ACTIVITY -> Restate the full set of records exactly, word for word.

__________

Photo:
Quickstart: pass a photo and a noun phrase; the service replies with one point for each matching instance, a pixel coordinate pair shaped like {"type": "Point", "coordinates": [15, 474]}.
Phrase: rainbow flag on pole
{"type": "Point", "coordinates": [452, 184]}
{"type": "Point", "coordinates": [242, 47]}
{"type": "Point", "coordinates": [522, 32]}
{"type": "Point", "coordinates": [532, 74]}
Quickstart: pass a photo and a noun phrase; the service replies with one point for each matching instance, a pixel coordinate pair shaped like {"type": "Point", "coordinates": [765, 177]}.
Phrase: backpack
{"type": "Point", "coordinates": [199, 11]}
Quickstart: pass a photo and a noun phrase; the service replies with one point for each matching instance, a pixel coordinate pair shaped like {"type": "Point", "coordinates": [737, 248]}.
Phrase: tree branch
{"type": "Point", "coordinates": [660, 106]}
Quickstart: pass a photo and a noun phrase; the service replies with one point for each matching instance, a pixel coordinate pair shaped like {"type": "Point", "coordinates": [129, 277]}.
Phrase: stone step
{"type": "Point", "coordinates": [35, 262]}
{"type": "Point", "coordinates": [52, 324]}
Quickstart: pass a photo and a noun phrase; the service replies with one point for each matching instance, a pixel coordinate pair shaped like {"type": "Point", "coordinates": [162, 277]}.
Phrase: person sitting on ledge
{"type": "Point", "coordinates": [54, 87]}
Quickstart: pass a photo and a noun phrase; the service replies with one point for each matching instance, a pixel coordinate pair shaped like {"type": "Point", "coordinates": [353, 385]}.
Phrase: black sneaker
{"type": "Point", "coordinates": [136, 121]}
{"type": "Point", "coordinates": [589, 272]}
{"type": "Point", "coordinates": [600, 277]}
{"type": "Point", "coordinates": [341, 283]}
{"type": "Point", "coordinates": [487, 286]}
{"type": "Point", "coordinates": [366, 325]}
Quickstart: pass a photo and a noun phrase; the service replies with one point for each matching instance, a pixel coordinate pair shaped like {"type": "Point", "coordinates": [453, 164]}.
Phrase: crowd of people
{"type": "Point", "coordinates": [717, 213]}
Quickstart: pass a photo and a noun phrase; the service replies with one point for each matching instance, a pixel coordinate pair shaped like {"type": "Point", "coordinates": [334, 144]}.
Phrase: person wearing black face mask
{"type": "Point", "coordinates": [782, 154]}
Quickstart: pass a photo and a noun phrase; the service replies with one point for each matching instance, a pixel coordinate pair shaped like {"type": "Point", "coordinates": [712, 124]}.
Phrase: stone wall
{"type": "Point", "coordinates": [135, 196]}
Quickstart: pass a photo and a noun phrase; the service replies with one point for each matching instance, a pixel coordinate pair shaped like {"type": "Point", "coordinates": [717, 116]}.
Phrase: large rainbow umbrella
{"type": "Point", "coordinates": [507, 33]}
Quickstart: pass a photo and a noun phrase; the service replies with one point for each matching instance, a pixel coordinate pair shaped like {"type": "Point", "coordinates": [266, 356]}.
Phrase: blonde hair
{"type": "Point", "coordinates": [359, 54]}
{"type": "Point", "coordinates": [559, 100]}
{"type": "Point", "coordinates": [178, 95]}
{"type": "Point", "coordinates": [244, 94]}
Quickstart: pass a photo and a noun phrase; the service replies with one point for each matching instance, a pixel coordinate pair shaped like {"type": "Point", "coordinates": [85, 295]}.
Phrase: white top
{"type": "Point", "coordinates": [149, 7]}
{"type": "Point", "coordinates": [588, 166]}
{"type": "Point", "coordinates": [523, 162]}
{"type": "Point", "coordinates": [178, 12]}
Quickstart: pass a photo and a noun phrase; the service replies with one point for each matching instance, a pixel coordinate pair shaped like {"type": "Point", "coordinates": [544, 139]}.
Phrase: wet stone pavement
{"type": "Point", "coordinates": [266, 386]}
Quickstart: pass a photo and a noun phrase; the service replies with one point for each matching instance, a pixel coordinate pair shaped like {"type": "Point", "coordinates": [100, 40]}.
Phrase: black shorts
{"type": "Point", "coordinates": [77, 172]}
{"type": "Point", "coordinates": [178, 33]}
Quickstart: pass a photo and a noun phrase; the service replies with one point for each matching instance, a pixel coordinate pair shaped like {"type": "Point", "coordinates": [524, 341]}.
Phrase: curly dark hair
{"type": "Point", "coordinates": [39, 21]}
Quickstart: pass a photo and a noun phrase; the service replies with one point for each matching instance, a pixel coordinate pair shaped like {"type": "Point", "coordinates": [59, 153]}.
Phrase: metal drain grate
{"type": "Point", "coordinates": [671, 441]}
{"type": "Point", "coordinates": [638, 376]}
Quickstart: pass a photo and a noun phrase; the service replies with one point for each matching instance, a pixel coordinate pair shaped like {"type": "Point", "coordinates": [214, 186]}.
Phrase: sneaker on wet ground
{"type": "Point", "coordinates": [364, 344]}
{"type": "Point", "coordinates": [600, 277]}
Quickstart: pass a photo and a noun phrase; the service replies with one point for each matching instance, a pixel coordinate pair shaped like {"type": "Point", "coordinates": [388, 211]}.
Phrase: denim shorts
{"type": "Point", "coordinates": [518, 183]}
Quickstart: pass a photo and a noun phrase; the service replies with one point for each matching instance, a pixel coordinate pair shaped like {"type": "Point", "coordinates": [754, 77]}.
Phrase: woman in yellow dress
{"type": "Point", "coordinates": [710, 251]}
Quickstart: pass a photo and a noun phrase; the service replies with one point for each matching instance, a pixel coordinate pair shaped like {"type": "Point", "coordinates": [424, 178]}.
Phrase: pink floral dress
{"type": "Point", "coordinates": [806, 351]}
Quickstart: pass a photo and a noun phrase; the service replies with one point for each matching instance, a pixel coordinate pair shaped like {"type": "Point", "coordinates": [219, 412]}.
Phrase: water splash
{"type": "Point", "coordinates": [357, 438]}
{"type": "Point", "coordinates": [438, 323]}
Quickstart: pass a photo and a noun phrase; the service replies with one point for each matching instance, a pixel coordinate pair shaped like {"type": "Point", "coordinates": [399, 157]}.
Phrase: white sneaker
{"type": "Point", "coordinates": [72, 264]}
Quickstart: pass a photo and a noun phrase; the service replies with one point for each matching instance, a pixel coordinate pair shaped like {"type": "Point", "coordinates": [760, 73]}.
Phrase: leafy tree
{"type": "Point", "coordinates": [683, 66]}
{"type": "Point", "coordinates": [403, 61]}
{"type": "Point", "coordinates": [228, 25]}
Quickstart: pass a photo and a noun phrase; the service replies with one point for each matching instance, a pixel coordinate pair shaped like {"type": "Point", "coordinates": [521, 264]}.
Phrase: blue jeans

__________

RESPONSE TO THE TASK ->
Photo:
Quickstart: pass a photo and a noun phrase; the service replies with one point for each matching instance, a pixel coordinate pair shaped like {"type": "Point", "coordinates": [15, 474]}.
Phrase: rainbow flag on pole
{"type": "Point", "coordinates": [452, 184]}
{"type": "Point", "coordinates": [242, 47]}
{"type": "Point", "coordinates": [522, 32]}
{"type": "Point", "coordinates": [532, 74]}
Quickstart: pass a photo and a noun phrase; the service replies with one point for each matching instance, a pixel coordinate pair shaped like {"type": "Point", "coordinates": [765, 177]}.
Phrase: backpack
{"type": "Point", "coordinates": [199, 11]}
Quickstart: pass a photo and a noun phrase; the service replies with one point for each matching instance, a pixel coordinate pair shaped like {"type": "Point", "coordinates": [737, 248]}.
Phrase: tree branch
{"type": "Point", "coordinates": [660, 106]}
Quickstart: pass a photo and a noun phrase; the service replies with one point for each matching instance, a pixel coordinate pair shaped like {"type": "Point", "coordinates": [129, 277]}.
Phrase: stone step
{"type": "Point", "coordinates": [35, 262]}
{"type": "Point", "coordinates": [52, 324]}
Quickstart: pass a photo and a noun phrase; the service replies with one point for each matching instance, a pixel coordinate pair shaped like {"type": "Point", "coordinates": [162, 277]}.
Phrase: person sitting on ledge
{"type": "Point", "coordinates": [54, 87]}
Quickstart: pass a photo and a noun phrase; the service replies with one point for each matching instance, a pixel coordinate pair shaped like {"type": "Point", "coordinates": [353, 385]}.
Phrase: black sneaker
{"type": "Point", "coordinates": [136, 121]}
{"type": "Point", "coordinates": [589, 272]}
{"type": "Point", "coordinates": [600, 277]}
{"type": "Point", "coordinates": [341, 283]}
{"type": "Point", "coordinates": [487, 286]}
{"type": "Point", "coordinates": [366, 325]}
Quickstart: pass a photo and a noun phrase; the service replies with one point for each matching instance, a pixel coordinate pair shaped like {"type": "Point", "coordinates": [453, 164]}.
Phrase: crowd of people
{"type": "Point", "coordinates": [717, 213]}
Quickstart: pass a photo and a noun phrase; the service replies with one point for each matching instance, a pixel coordinate pair shaped like {"type": "Point", "coordinates": [334, 144]}.
Phrase: person wearing black face mask
{"type": "Point", "coordinates": [782, 154]}
Quickstart: pass a photo and a noun phrase; the service replies with one point for each matching instance, a pixel coordinate pair shaped like {"type": "Point", "coordinates": [712, 124]}.
Phrase: stone wall
{"type": "Point", "coordinates": [135, 196]}
Quickstart: pass a photo and a noun phrase; the service replies with one point for each matching instance, a pixel coordinate pair shaped like {"type": "Point", "coordinates": [717, 116]}.
Phrase: large rainbow umbrella
{"type": "Point", "coordinates": [507, 33]}
Quickstart: pass a photo and a noun phrase; the service replies with one point for each matching instance, a pixel coordinate pair shaped like {"type": "Point", "coordinates": [266, 356]}.
Phrase: blonde hair
{"type": "Point", "coordinates": [359, 54]}
{"type": "Point", "coordinates": [559, 100]}
{"type": "Point", "coordinates": [178, 95]}
{"type": "Point", "coordinates": [244, 94]}
Quickstart: pass a photo and a noun phrase; the service replies with one point for each matching instance, a pixel coordinate pair shaped like {"type": "Point", "coordinates": [85, 295]}.
Phrase: white top
{"type": "Point", "coordinates": [149, 7]}
{"type": "Point", "coordinates": [588, 166]}
{"type": "Point", "coordinates": [523, 162]}
{"type": "Point", "coordinates": [178, 12]}
Quickstart: pass a photo and a noun phrase; the service replies with one point for each matching instance, a pixel coordinate pair shaped like {"type": "Point", "coordinates": [544, 139]}.
Phrase: wet stone pavement
{"type": "Point", "coordinates": [266, 386]}
Quickstart: pass a photo and a noun phrase; the service replies with one point for each matching instance, a pixel coordinate pair shaped like {"type": "Point", "coordinates": [100, 40]}.
Phrase: black shorts
{"type": "Point", "coordinates": [77, 172]}
{"type": "Point", "coordinates": [178, 33]}
Quickstart: pass a photo and a noun phrase; the service replies with one point for each matching instance, a pixel coordinate pair shaped like {"type": "Point", "coordinates": [524, 341]}.
Phrase: curly dark hair
{"type": "Point", "coordinates": [39, 21]}
Quickstart: pass a photo and a noun phrase; the service replies with one point for each matching instance, a pixel coordinate pair shaped like {"type": "Point", "coordinates": [59, 153]}.
Phrase: metal drain grate
{"type": "Point", "coordinates": [671, 441]}
{"type": "Point", "coordinates": [638, 376]}
Quickstart: pass a photo and a noun phrase; the service replies with one point for each matching instance, a pixel coordinate pair shaped like {"type": "Point", "coordinates": [214, 186]}.
Phrase: sneaker on wet ground
{"type": "Point", "coordinates": [364, 344]}
{"type": "Point", "coordinates": [600, 277]}
Quickstart: pass a photo and a noun phrase; the service replies with one point for each matching instance, a pixel coordinate pair shaped like {"type": "Point", "coordinates": [388, 211]}.
Phrase: denim shorts
{"type": "Point", "coordinates": [518, 183]}
Quickstart: pass a photo and a noun phrase; the service replies with one point for each matching instance, a pixel coordinate pair shaped like {"type": "Point", "coordinates": [754, 77]}.
Phrase: woman in yellow dress
{"type": "Point", "coordinates": [710, 251]}
Quickstart: pass a photo and a noun phrase; the service replies with one point for each matching instance, a pixel coordinate pair shaped like {"type": "Point", "coordinates": [424, 178]}.
Phrase: pink floral dress
{"type": "Point", "coordinates": [806, 351]}
Quickstart: pass a photo and a noun phrase; the service replies with one point for each matching instance, a pixel coordinate pair shaped like {"type": "Point", "coordinates": [219, 412]}.
Phrase: water splash
{"type": "Point", "coordinates": [357, 438]}
{"type": "Point", "coordinates": [438, 323]}
Quickstart: pass a photo and a noun phrase; the service replies with one point for each matching instance, a pixel coordinate pair shaped like {"type": "Point", "coordinates": [399, 157]}.
Phrase: white sneaker
{"type": "Point", "coordinates": [72, 264]}
Quickstart: pass a photo and a noun phrase; the service replies with one point for each matching instance, a pixel coordinate pair shaped like {"type": "Point", "coordinates": [760, 73]}.
Phrase: leafy tree
{"type": "Point", "coordinates": [683, 66]}
{"type": "Point", "coordinates": [403, 61]}
{"type": "Point", "coordinates": [228, 25]}
Quickstart: pass a photo and a noun phrase; the service replies with one point for each matching instance, a pixel coordinate pair shaped like {"type": "Point", "coordinates": [521, 264]}.
Phrase: blue jeans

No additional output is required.